Gateway¶

What is Kubernetes Gateway?¶

The Kubernetes Gateway API, like Kubernetes itself, is an open source project managed by the SIG-NETWORK community. It is a collection of resources that model service networking in Kubernetes.

Gateway is intended as an architected extension of Ingress. In Kubernetes, and in the LiteSpeed Ingress Controller, you can run both Ingress and Gateway resources together. Gateway is not currently scheduled to replace Ingress, but when you use Gateway resources like Gateway, and HTTPRoute you are using them instead of the Ingress resource of Ingress. Both utilize the lower level Kubernetes resources of Services, Deployments and Pods.

Because you can run Gateway with Ingress we encourage you to experiment with Gateway on your network knowing that the controller will still handle Ingress traffic at the same time.

Why use Gateway?¶

Gateway has more complexity than Ingress, so why use it in an environment with lots of complexity already? Because it's worth it. The goals of a role based environment as described in the Kubernetes Gatewap API Introduction and Concepts guides gives you details into the reasons why Gateway is worth considering.

....................

[The task]
Can you print everything in the Gateway text from "Gateway is intended" down to "Deployments and Pods."? Work from the Gateway text alone.

[Dataset excerpt]
....................

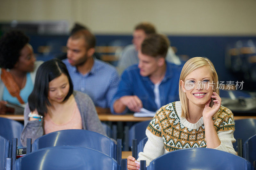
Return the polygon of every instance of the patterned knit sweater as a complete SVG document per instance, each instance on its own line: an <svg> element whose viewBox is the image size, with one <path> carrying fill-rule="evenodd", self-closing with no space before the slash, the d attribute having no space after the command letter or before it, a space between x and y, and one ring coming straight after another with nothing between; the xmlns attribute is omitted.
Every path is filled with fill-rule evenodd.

....................

[Final result]
Gateway is intended as an architected extension of Ingress. In Kubernetes, and in the LiteSpeed Ingress Controller, you can run both Ingress and Gateway resources together. Gateway is not currently scheduled to replace Ingress, but when you use Gateway resources like Gateway, and HTTPRoute you are using them instead of the Ingress resource of Ingress. Both utilize the lower level Kubernetes resources of Services, Deployments and Pods.